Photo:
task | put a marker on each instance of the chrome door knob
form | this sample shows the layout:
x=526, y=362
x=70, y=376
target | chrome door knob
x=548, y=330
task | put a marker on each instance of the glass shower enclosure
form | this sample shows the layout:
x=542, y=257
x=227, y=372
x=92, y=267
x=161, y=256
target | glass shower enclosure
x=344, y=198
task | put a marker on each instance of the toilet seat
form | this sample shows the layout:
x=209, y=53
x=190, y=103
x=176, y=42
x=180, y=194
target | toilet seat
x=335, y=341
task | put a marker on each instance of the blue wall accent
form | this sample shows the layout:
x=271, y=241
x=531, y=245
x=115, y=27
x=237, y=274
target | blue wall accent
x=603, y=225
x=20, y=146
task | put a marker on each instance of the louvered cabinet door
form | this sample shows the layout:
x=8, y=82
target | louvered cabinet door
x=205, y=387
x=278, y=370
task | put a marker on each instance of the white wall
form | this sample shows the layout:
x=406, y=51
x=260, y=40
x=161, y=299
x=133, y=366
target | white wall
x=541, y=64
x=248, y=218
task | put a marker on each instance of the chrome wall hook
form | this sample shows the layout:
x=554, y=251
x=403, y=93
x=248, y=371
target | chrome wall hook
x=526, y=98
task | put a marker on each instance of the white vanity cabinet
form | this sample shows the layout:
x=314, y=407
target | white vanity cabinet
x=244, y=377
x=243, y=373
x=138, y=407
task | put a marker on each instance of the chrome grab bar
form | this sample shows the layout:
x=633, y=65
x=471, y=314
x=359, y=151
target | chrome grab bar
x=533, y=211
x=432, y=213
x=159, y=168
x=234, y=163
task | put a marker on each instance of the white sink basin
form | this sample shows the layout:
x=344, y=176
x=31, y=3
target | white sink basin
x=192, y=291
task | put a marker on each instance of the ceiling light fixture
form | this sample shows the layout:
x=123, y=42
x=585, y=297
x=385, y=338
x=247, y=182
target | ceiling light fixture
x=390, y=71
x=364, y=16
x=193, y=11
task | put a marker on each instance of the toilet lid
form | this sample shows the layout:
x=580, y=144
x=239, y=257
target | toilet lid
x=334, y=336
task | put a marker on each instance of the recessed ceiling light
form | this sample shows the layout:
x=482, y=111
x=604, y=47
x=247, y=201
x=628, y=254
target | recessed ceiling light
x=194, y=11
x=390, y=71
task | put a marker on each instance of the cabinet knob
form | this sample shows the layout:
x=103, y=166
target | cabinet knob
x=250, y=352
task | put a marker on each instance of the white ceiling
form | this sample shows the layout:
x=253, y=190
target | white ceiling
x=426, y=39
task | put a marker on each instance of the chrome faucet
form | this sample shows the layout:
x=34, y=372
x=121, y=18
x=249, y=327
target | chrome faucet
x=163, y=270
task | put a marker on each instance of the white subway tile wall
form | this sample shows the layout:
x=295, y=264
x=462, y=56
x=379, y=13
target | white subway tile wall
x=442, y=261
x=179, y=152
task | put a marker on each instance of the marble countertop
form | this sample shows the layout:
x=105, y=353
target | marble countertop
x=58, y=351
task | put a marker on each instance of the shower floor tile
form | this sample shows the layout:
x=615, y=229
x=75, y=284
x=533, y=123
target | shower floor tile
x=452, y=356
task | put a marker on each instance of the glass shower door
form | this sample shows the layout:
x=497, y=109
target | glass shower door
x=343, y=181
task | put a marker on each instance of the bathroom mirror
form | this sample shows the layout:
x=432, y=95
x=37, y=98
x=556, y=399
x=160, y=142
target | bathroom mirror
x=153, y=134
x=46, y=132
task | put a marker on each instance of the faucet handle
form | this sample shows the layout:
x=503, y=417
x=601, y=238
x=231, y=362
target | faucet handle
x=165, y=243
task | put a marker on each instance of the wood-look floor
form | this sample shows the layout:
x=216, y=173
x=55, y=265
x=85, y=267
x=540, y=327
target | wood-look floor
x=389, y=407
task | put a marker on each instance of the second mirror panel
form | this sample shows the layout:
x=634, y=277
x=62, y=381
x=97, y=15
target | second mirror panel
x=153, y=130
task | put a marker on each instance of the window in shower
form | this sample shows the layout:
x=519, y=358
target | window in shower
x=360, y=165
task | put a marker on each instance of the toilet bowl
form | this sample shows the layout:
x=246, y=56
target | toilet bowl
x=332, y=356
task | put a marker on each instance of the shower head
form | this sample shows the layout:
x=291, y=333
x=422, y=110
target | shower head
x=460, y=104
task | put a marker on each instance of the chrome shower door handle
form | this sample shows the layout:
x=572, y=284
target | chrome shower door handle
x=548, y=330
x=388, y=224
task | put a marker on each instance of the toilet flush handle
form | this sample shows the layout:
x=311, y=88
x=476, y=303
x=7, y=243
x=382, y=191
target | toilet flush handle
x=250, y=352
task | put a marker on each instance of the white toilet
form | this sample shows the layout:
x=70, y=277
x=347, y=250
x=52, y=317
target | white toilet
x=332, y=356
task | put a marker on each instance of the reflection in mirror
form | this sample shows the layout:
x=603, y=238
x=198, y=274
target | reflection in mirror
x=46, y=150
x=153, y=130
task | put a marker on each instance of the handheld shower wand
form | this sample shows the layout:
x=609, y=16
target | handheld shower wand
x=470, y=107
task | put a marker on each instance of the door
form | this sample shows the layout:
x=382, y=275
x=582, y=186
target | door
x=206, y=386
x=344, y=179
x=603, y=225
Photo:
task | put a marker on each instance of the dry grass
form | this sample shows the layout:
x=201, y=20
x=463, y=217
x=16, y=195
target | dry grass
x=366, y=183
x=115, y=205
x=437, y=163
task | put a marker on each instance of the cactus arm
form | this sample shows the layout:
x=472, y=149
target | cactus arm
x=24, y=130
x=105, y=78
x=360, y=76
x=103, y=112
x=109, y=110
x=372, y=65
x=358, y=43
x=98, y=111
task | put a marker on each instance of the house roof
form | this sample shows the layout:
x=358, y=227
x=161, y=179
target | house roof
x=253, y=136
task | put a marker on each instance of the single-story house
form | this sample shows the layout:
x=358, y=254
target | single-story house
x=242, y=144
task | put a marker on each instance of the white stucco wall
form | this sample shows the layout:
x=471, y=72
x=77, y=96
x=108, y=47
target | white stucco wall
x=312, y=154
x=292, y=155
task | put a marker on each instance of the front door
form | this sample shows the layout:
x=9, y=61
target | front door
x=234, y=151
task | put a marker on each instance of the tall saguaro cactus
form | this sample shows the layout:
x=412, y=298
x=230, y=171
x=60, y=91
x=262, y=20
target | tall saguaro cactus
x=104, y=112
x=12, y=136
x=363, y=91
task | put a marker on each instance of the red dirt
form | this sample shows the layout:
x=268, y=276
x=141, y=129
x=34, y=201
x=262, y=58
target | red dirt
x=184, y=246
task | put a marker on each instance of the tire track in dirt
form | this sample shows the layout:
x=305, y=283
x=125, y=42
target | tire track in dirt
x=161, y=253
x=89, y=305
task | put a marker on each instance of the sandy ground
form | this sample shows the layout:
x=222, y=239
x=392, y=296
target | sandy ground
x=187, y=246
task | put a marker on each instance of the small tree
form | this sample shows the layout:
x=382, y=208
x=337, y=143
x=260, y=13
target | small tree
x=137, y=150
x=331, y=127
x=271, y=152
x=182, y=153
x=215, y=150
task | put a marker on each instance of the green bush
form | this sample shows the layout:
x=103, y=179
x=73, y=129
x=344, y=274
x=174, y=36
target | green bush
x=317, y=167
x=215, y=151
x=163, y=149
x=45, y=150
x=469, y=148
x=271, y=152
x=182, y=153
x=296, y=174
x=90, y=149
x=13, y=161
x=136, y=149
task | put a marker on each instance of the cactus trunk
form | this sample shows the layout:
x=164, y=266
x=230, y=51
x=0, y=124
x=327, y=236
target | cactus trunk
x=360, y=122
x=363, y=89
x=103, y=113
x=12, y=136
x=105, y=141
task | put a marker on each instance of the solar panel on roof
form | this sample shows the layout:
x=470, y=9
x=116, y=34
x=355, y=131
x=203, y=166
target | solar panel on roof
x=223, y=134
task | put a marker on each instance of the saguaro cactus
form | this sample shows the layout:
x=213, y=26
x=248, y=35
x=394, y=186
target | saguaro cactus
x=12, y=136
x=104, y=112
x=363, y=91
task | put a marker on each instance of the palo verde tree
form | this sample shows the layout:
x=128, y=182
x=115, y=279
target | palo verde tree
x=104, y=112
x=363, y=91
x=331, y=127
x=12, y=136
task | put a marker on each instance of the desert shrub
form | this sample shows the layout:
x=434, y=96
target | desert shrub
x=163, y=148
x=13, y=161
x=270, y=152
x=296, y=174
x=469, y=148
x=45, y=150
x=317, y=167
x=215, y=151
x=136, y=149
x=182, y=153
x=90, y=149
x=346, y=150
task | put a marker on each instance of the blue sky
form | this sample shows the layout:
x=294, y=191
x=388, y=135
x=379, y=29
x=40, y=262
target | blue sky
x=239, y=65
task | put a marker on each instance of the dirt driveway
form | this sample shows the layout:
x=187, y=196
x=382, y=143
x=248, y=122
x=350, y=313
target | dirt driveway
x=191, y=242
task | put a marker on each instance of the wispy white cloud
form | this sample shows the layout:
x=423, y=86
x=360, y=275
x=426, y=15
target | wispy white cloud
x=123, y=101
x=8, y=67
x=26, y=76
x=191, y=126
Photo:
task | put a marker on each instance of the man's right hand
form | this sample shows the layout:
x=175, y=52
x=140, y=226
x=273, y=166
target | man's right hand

▸ Written instruction:
Could you copy the material above verbatim, starting at the line with "task | put a marker on each instance of the cabinet" and ending at the line with "x=165, y=243", including both of those lines and nothing else?

▸ Full response:
task | put a marker on each instance of the cabinet knob
form | this sample shows the layout:
x=103, y=166
target | cabinet knob
x=250, y=352
task | put a marker on each instance of the white ceiling
form | this sample shows the layout:
x=253, y=190
target | white ceiling
x=426, y=39
task | put a marker on each instance of the chrome faucet
form | this sample shows the layout:
x=34, y=372
x=121, y=18
x=249, y=327
target | chrome faucet
x=163, y=270
task | put a marker on each instance of the white subway tile wall
form | this sample shows the layout:
x=295, y=264
x=462, y=56
x=379, y=13
target | white subway tile wall
x=442, y=261
x=179, y=152
task | put a marker on each instance of the marble countertop
form | this sample shows the layout:
x=105, y=353
target | marble countertop
x=58, y=351
task | put a marker on each instance of the shower floor tile
form | this sample shows the layout:
x=615, y=229
x=75, y=284
x=533, y=123
target | shower floor tile
x=452, y=356
task | put a marker on each instance of the glass shower door
form | this sample shows the layout:
x=497, y=109
target | glass shower door
x=343, y=181
task | put a marker on each instance of the bathroom mirror
form | this sample shows the layout:
x=432, y=95
x=37, y=98
x=556, y=399
x=160, y=142
target | bathroom mirror
x=153, y=134
x=46, y=132
task | put a marker on each instance of the faucet handle
form | this sample shows the layout:
x=503, y=417
x=601, y=238
x=231, y=362
target | faucet handle
x=165, y=243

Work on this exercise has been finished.